Aim of the task
Could you transcribe each record below exactly as written, setting the pictures aside?

Extracted records
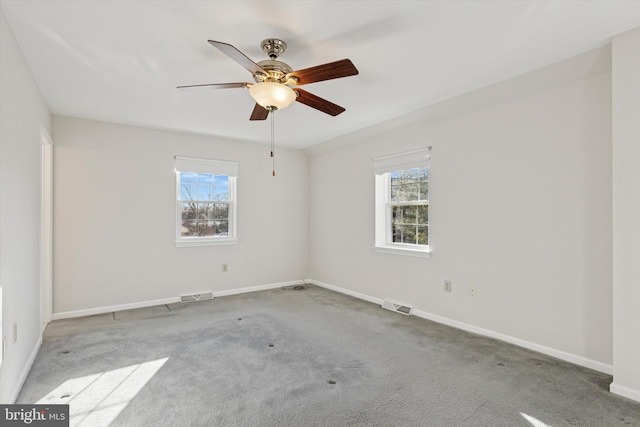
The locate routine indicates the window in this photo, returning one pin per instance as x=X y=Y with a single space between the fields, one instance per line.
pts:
x=402 y=203
x=205 y=199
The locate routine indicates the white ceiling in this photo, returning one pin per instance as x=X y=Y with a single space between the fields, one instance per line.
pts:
x=120 y=61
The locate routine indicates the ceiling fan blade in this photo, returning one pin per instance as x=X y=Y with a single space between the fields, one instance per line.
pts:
x=238 y=56
x=318 y=103
x=214 y=86
x=332 y=70
x=259 y=113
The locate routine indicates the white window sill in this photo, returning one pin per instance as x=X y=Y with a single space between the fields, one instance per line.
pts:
x=205 y=242
x=406 y=251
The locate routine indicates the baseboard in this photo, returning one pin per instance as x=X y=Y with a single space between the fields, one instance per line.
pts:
x=558 y=354
x=255 y=288
x=568 y=357
x=25 y=372
x=151 y=303
x=346 y=291
x=112 y=308
x=623 y=391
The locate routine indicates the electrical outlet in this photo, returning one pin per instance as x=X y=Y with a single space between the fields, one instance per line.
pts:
x=447 y=285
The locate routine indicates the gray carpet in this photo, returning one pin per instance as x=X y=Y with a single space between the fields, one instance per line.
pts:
x=307 y=357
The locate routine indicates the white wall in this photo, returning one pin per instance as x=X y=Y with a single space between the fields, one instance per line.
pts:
x=520 y=207
x=626 y=214
x=22 y=111
x=114 y=217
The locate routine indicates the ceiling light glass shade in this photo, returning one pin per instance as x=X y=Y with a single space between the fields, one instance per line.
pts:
x=269 y=94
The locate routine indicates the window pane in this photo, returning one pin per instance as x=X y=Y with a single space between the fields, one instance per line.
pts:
x=404 y=234
x=423 y=214
x=423 y=234
x=205 y=186
x=220 y=211
x=221 y=188
x=188 y=185
x=221 y=228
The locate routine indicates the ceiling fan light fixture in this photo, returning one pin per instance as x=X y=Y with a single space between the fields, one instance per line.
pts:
x=270 y=95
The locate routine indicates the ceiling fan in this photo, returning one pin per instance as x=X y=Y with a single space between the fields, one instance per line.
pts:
x=276 y=84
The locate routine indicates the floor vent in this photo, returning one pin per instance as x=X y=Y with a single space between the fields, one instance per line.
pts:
x=196 y=297
x=397 y=307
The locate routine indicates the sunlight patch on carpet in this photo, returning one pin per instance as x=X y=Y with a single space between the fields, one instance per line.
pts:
x=96 y=400
x=534 y=421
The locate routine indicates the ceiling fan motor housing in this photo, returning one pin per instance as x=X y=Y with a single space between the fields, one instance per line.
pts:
x=273 y=47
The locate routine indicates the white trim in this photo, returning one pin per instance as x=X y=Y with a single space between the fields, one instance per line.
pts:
x=112 y=308
x=402 y=161
x=200 y=241
x=623 y=391
x=377 y=301
x=256 y=288
x=198 y=165
x=25 y=372
x=559 y=354
x=152 y=303
x=403 y=251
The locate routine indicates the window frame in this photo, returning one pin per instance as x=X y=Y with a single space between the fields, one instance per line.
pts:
x=213 y=167
x=384 y=167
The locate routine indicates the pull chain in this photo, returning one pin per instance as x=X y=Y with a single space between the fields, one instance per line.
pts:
x=273 y=157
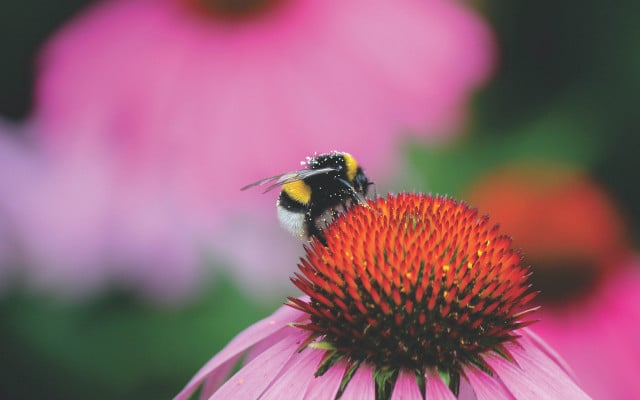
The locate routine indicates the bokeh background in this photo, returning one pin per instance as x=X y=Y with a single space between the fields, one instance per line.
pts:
x=543 y=134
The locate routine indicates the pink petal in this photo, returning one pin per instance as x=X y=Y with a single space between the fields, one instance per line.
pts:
x=327 y=385
x=534 y=375
x=247 y=338
x=436 y=389
x=361 y=385
x=254 y=378
x=296 y=376
x=406 y=387
x=486 y=387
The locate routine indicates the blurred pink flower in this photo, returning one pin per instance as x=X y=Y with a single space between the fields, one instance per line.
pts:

Answer for the task
The locate routine indicates the window in this photo, returning one pin per instance as x=X y=Y with a single space between the fields, one instance per line.
pts:
x=402 y=203
x=205 y=199
The locate routine indicates the white ceiling in this photo, returning one pin per instance as x=X y=Y with a single space between the fields, one instance per line.
pts:
x=120 y=61
The locate routine indicates the ceiling fan blade in this photo, returning one pin per instance as x=X y=Y with a single space between the fields, one instance per line.
pts:
x=238 y=56
x=318 y=103
x=214 y=86
x=332 y=70
x=259 y=113
The locate routine indicates the white window sill in this photo, returning one pin per instance as x=X y=Y with a single space between the fields, one instance per line.
pts:
x=205 y=242
x=406 y=251
The locate routine indicates the baseboard in this photo, returning one pin per instance as x=X y=Y with a single space between the fields, one instance per line.
pts:
x=558 y=354
x=255 y=288
x=568 y=357
x=25 y=372
x=151 y=303
x=346 y=291
x=112 y=308
x=623 y=391
The locate routine indicates the electrical outlet in this photo, returning one pin per instance as x=X y=Y with a single space between the fields, one instance per line.
pts:
x=447 y=285
The locate routine indicates the gray carpet in this photo, returning one pin per instance as x=X y=Y with a single space between the fields, one instance per line.
pts:
x=307 y=357
The locate routine indicates the white wall in this photo, returning one pin per instance as x=X y=Y with a single space between the fields, one instance per line.
pts:
x=520 y=207
x=626 y=214
x=22 y=111
x=114 y=217
The locate routine indicates the ceiling light glass shade in this photo, returning one pin per instance as x=X y=Y with a single space between the fields, one instance per line.
pts:
x=269 y=94
The locate routine indicates the window pane in this photo, returning one pin per instance as x=X y=Y with a single space between the fields, one instance per line.
pts:
x=404 y=234
x=423 y=214
x=423 y=234
x=205 y=186
x=220 y=211
x=221 y=188
x=188 y=185
x=221 y=228
The locate routine indicates the ceiling fan light fixture in this photo, returning one pin per instance as x=X y=Y with a single space between the fields, one instance per line.
pts:
x=270 y=95
The locate routine indicates the ceiling fan in this photo, returning one pin per instance as x=X y=Y with a single space between the fields, one instance per line.
pts:
x=276 y=84
The locate routine indicates the floor vent in this photo, returning one pin per instance as x=X y=Y with a single space between the fields, one instance per line.
pts:
x=196 y=297
x=397 y=307
The locate routine indicates the sunlight patch on carpet in this photo, returning one pin per instance as x=X y=Y with a single space between the fields, one instance per line.
pts:
x=96 y=400
x=534 y=421
The locate routine indicates the ceiling fan motor housing in this photo, returning one pin per instance as x=X y=Y with a single space between the fields, one instance per line.
pts:
x=273 y=47
The locate routine indicates the white trim in this photo, returning one pin per instance as x=X y=Y with a single space between the fields, one instance per line.
pts:
x=112 y=308
x=402 y=161
x=200 y=241
x=623 y=391
x=377 y=301
x=256 y=288
x=198 y=165
x=25 y=372
x=559 y=354
x=152 y=303
x=403 y=251
The locate routine indicates the window frame in this photo, returning one pin per instance as x=X y=Y with a single space between the fields, one instance per line.
pts:
x=213 y=167
x=384 y=167
The locate routine indicates the pull chain in this photo, returning one pin per instance as x=X y=Y with a single space between the fields, one instance per line.
pts:
x=273 y=157
The locate routine indicates the bokeh background in this photo, returning one pin per instance as x=X y=Y with a single space between the fields, one instance per line.
pts:
x=543 y=134
The locate routine indicates the pink petal in this photo, returning one pin per instance as x=X y=Y with a single space between the fields, one instance per line.
pts:
x=327 y=385
x=534 y=375
x=247 y=338
x=436 y=389
x=361 y=385
x=254 y=378
x=296 y=376
x=406 y=387
x=486 y=387
The locate routine indicates the blurred pink flower in this photo, returning one pin per instance as x=X y=Y with a single space between the fields, one instance per line.
pts:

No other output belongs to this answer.